Task description — Rewrite everything from the line containing "If you could mark the suv side" down to the end of the data, keeping the requests and scaling every coordinate in the answers by 2, rounded to whole numbers with halves rounded up. Don't include the pictures.

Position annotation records
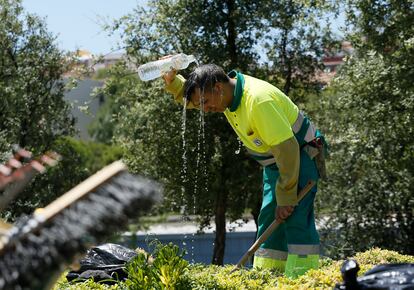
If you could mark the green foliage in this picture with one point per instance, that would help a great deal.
(33, 110)
(369, 113)
(203, 174)
(143, 275)
(165, 271)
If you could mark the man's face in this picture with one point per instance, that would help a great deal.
(208, 101)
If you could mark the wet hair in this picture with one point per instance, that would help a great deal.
(204, 77)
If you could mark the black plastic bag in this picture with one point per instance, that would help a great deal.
(103, 263)
(381, 277)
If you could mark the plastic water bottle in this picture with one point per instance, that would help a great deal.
(156, 69)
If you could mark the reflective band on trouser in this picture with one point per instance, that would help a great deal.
(269, 258)
(297, 265)
(269, 263)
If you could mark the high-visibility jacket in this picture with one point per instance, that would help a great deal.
(264, 118)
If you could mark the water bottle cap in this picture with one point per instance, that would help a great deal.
(191, 58)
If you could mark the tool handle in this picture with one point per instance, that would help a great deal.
(273, 226)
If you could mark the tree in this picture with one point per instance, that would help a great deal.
(295, 40)
(34, 112)
(229, 183)
(370, 114)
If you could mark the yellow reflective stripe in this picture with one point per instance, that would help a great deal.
(298, 123)
(272, 254)
(268, 263)
(303, 249)
(267, 162)
(310, 133)
(297, 265)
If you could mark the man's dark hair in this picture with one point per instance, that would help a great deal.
(204, 77)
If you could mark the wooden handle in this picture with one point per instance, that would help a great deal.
(273, 226)
(80, 190)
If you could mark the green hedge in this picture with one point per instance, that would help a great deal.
(169, 271)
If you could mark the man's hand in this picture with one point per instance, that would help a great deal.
(283, 212)
(169, 76)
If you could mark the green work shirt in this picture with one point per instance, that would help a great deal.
(264, 117)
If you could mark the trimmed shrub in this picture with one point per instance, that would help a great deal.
(168, 270)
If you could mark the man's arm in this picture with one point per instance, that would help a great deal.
(174, 84)
(287, 160)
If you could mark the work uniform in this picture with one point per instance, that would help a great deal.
(264, 118)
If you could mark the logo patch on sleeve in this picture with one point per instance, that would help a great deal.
(257, 142)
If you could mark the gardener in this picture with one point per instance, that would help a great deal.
(275, 132)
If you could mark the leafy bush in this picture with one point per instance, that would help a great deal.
(169, 271)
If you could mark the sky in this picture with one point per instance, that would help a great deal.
(78, 23)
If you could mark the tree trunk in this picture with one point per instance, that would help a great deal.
(220, 220)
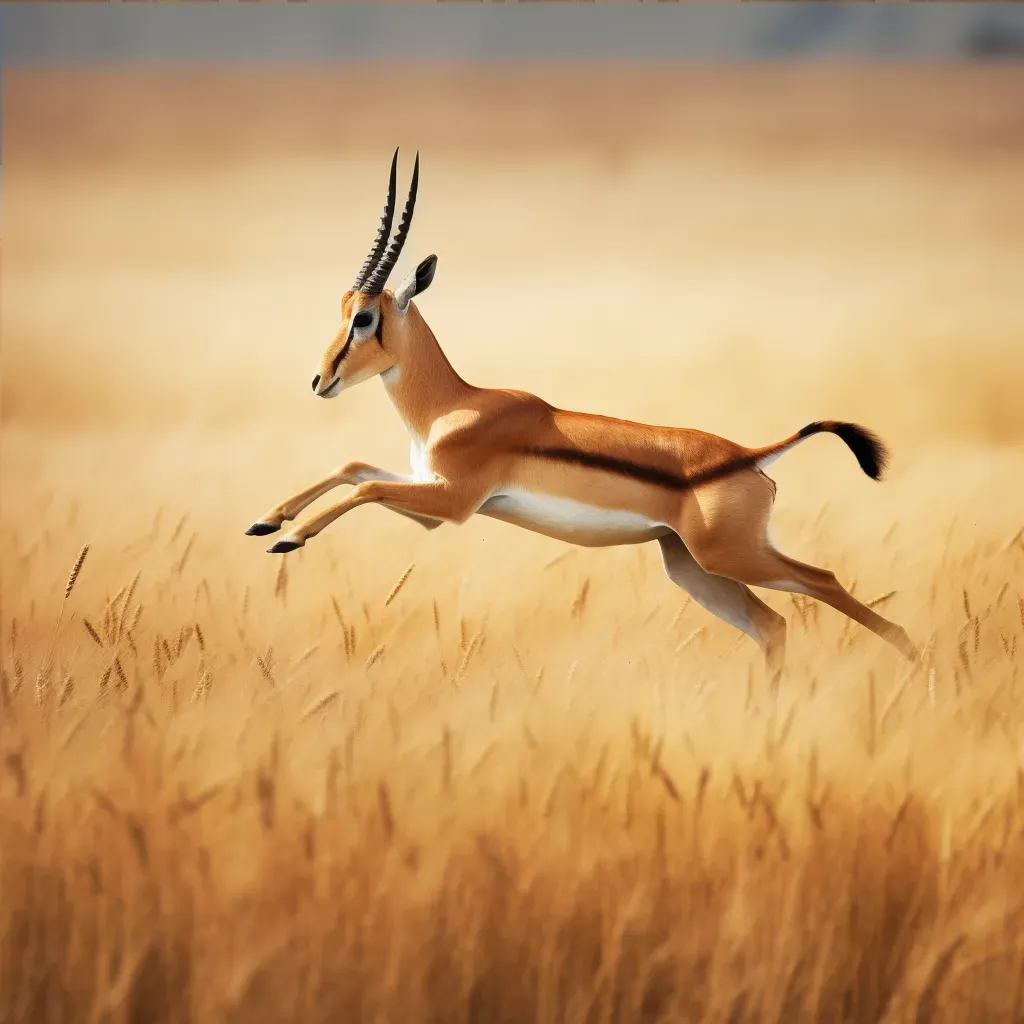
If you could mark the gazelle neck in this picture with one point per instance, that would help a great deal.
(423, 385)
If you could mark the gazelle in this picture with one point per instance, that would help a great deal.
(591, 480)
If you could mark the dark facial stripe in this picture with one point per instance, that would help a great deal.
(348, 343)
(637, 471)
(343, 352)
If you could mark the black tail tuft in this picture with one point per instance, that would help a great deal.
(870, 453)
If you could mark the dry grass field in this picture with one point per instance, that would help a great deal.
(532, 782)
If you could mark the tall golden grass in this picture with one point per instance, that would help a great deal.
(473, 774)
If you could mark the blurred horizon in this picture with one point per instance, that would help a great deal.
(101, 33)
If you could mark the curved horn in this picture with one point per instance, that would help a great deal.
(384, 231)
(377, 280)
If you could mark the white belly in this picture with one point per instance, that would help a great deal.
(565, 519)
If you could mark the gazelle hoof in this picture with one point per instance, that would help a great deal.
(261, 529)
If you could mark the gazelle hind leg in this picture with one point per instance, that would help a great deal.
(727, 599)
(727, 536)
(799, 578)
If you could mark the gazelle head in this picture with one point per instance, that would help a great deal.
(372, 336)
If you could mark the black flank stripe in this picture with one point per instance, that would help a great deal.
(637, 471)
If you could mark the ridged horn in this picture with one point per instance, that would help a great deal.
(384, 231)
(379, 276)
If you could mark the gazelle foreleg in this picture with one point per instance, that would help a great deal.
(352, 472)
(726, 531)
(436, 500)
(728, 599)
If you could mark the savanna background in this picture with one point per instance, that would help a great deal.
(536, 782)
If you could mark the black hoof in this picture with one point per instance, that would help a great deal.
(261, 529)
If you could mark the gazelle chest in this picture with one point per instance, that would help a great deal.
(570, 520)
(420, 461)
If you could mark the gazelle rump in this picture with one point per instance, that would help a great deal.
(588, 479)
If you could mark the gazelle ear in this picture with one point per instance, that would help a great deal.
(418, 281)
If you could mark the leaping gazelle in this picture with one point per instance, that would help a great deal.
(591, 480)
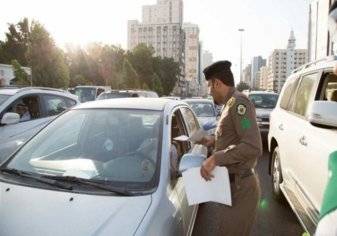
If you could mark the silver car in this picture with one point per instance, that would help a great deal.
(24, 111)
(103, 168)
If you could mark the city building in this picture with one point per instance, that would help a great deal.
(165, 11)
(319, 42)
(247, 74)
(7, 74)
(257, 63)
(192, 56)
(263, 78)
(282, 62)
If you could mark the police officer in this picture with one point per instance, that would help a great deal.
(237, 143)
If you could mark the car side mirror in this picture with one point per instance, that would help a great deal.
(323, 113)
(10, 118)
(190, 160)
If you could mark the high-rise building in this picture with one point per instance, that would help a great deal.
(319, 41)
(192, 56)
(161, 29)
(247, 74)
(264, 78)
(165, 11)
(257, 63)
(282, 62)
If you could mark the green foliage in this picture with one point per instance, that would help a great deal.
(242, 86)
(21, 77)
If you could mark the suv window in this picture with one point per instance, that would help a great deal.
(28, 107)
(55, 104)
(304, 93)
(328, 91)
(191, 121)
(288, 93)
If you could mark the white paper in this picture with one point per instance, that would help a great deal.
(199, 190)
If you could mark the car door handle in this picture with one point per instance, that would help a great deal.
(303, 141)
(280, 127)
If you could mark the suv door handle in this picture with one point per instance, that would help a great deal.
(303, 141)
(280, 127)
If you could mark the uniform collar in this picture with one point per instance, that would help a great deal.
(229, 95)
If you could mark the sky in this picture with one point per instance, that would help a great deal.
(267, 23)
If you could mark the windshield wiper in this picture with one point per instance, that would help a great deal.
(76, 180)
(36, 178)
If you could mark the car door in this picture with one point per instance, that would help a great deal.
(299, 168)
(281, 123)
(13, 136)
(191, 125)
(315, 146)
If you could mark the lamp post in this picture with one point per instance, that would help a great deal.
(241, 39)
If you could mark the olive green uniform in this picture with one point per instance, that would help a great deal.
(237, 126)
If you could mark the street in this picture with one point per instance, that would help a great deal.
(273, 218)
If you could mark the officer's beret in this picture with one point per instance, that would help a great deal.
(220, 70)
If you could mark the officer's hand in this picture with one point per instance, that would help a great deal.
(207, 141)
(207, 167)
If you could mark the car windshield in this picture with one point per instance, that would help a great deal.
(114, 95)
(202, 109)
(85, 94)
(264, 100)
(118, 146)
(3, 98)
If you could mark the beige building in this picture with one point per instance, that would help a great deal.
(263, 78)
(282, 62)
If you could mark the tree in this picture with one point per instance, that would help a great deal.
(21, 77)
(47, 61)
(242, 86)
(130, 76)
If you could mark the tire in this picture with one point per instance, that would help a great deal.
(276, 175)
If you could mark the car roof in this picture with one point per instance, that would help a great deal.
(196, 100)
(157, 104)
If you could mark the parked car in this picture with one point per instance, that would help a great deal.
(126, 94)
(89, 93)
(24, 111)
(204, 110)
(103, 168)
(303, 133)
(264, 103)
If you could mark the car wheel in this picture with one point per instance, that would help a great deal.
(276, 175)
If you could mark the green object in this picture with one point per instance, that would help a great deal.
(330, 195)
(245, 123)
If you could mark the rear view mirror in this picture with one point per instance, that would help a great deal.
(323, 113)
(10, 118)
(190, 160)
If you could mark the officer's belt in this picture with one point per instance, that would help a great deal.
(243, 175)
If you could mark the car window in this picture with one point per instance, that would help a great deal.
(55, 104)
(288, 93)
(304, 93)
(328, 91)
(191, 121)
(28, 107)
(264, 100)
(111, 145)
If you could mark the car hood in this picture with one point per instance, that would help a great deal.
(263, 113)
(33, 211)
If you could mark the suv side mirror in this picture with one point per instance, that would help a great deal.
(10, 118)
(190, 160)
(323, 113)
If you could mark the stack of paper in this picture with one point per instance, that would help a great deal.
(199, 190)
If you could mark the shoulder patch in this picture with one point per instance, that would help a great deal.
(241, 109)
(230, 102)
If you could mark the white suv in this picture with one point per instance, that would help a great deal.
(24, 111)
(303, 132)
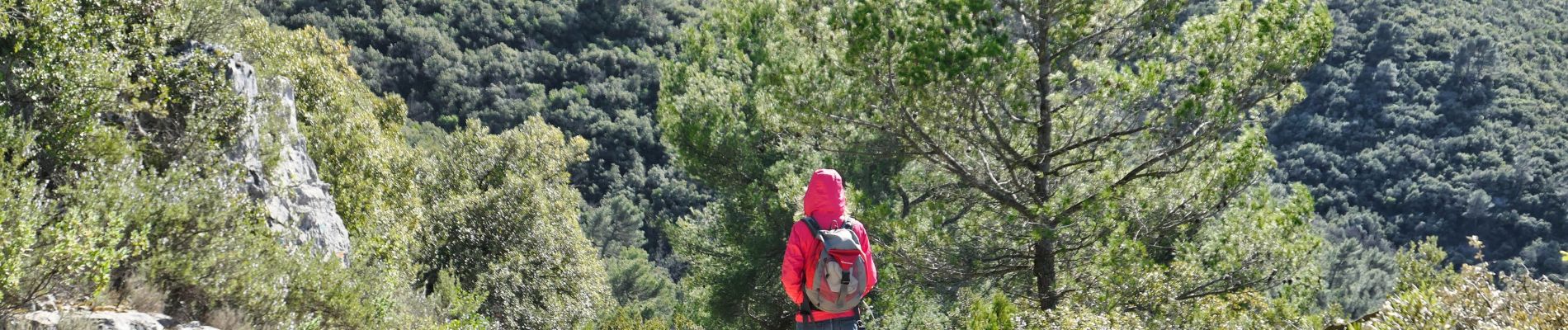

Written reply —
If you could mark the suv side mirror in this picture with one point per instance, that would help a great deal.
(20, 236)
(380, 320)
(646, 226)
If you could mark the stack of paper in this picture with one point per instance, that would help a great deal.
(398, 380)
If you could mark the shoulder patch in this picture with one point per instance, that would help a great deal.
(482, 218)
(460, 204)
If you could mark the white suv in this picture with one point per instance, that would help a great deal.
(48, 222)
(606, 264)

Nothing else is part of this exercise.